→ **TASK PROMPT**
Transcribe, word for word, the line containing "Where can the soccer player in white" and each line following it through the end of the listing below. Omit all other lines.

→ **DATASET CONTENT**

— Begin —

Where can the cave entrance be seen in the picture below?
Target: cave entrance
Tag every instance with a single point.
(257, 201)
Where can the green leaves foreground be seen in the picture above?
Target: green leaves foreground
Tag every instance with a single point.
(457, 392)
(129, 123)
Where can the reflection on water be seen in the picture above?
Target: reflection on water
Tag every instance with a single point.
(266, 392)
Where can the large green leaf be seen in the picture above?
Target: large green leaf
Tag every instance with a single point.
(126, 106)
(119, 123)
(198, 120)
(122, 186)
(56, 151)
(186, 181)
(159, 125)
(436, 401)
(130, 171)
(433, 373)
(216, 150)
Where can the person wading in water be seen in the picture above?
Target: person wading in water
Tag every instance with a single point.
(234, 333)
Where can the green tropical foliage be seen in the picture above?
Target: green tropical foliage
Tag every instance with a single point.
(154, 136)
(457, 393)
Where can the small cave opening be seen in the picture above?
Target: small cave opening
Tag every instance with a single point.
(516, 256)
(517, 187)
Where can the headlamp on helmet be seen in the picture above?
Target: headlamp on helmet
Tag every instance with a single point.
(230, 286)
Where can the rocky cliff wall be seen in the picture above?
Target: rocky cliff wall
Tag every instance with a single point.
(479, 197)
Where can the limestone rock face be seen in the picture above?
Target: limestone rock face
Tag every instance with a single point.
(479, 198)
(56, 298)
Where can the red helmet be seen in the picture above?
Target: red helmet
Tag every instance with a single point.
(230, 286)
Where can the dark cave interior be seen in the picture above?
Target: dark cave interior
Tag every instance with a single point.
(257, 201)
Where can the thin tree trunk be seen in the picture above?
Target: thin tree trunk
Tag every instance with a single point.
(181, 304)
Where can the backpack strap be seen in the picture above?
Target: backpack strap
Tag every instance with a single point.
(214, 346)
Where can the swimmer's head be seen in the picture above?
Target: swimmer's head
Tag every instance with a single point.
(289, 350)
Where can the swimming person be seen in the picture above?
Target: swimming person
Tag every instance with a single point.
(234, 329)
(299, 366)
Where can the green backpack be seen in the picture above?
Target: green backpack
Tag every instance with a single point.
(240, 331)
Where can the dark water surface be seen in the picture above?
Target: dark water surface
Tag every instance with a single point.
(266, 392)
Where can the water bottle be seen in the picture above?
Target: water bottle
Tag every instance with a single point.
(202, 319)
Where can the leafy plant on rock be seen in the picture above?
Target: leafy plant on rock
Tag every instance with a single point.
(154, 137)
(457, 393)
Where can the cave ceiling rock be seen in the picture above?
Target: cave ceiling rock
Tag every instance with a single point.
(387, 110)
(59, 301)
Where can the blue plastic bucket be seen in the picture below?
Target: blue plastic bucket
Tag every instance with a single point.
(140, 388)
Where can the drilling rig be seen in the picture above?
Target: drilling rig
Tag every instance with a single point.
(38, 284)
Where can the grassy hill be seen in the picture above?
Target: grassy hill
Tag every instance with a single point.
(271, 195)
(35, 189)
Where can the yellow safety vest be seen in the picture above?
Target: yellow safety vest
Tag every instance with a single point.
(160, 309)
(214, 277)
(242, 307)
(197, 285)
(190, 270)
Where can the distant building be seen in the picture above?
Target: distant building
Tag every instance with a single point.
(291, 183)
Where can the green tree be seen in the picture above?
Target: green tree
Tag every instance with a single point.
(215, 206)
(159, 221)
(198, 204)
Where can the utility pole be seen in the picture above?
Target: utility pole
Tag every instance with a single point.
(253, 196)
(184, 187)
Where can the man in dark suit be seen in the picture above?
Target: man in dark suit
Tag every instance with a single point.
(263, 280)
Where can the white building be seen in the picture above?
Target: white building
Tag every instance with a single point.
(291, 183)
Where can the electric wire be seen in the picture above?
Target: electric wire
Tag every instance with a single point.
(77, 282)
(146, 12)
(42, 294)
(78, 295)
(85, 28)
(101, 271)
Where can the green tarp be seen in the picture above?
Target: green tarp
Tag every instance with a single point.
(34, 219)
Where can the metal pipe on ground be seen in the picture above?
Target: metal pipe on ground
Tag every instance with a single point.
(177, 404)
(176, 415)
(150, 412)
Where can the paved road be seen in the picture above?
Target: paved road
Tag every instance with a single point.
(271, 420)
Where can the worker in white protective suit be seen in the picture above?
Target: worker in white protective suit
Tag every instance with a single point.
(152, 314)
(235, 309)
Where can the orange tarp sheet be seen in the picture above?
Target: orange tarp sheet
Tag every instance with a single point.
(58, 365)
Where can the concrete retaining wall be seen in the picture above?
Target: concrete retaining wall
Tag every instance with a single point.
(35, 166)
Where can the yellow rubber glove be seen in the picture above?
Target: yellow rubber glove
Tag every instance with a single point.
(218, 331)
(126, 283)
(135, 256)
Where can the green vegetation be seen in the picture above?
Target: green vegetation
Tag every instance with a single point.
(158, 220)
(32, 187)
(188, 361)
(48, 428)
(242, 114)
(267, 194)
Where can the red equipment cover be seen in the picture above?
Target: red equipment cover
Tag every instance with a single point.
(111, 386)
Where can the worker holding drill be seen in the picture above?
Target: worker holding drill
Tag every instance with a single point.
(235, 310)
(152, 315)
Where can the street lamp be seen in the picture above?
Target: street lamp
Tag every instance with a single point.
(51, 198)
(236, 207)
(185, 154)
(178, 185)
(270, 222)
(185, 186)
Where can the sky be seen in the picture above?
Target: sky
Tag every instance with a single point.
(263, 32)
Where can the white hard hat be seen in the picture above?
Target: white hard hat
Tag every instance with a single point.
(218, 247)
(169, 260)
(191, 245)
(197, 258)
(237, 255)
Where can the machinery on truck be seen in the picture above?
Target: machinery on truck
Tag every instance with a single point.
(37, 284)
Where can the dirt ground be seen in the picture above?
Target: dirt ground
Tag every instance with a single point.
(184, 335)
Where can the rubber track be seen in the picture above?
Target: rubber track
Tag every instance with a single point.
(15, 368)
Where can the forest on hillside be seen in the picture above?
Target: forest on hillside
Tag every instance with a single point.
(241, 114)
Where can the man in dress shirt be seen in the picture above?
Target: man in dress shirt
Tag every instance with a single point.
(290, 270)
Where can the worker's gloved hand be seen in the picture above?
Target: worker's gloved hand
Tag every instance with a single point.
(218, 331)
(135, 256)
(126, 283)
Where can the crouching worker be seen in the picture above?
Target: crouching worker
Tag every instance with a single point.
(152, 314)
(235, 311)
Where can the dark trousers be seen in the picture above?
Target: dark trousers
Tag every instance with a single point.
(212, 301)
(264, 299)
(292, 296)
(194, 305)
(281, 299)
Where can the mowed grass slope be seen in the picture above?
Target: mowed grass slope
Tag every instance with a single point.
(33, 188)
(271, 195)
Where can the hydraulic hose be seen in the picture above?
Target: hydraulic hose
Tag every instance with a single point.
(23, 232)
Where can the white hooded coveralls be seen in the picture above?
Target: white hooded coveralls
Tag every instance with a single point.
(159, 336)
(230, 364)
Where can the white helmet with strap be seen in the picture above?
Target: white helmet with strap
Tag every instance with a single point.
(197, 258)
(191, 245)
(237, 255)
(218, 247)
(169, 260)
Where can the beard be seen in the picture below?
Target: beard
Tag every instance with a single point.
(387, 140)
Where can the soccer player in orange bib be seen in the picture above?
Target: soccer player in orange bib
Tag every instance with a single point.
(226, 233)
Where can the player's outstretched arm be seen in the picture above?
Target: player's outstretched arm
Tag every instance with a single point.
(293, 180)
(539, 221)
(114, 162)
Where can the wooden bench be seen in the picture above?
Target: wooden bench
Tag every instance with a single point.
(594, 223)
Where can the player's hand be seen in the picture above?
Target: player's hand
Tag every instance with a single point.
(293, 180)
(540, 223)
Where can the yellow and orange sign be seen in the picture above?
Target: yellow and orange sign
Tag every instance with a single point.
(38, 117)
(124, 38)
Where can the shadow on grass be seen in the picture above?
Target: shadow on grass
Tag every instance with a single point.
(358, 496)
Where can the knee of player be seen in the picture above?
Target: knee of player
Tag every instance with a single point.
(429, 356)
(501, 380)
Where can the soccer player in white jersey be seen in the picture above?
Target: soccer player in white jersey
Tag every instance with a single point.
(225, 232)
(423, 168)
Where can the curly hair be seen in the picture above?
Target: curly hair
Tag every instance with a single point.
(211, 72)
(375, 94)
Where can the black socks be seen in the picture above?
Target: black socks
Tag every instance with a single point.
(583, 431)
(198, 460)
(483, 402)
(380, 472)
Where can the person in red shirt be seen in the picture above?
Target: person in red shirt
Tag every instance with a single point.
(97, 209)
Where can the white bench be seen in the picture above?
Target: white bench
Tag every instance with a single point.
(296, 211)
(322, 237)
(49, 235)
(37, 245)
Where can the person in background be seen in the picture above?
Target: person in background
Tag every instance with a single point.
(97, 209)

— End —

→ **ANSWER BELOW**
Where can the soccer player in white jersey be seen in the picture above?
Target: soccer player in white jersey
Tag every instance with a single point.
(225, 232)
(423, 168)
Where can the curly hair be seen in the picture above?
Target: curly hair
Tag every instance with a single point.
(211, 72)
(375, 94)
Where can the black socks be seen in the picture above?
Target: black socks
Tag every instance with a single point.
(583, 431)
(198, 460)
(483, 402)
(380, 472)
Where can the person in red shirt be seen in the picture above?
Target: person in red shirt
Tag every instance with a single point.
(97, 209)
Where can the white bench be seen in the picture above?
Target: white bench
Tag every instance with a single point.
(296, 211)
(322, 237)
(49, 235)
(37, 245)
Where can the person in background be seen in the picture above?
Target: person in background
Tag every instance with a single point.
(97, 209)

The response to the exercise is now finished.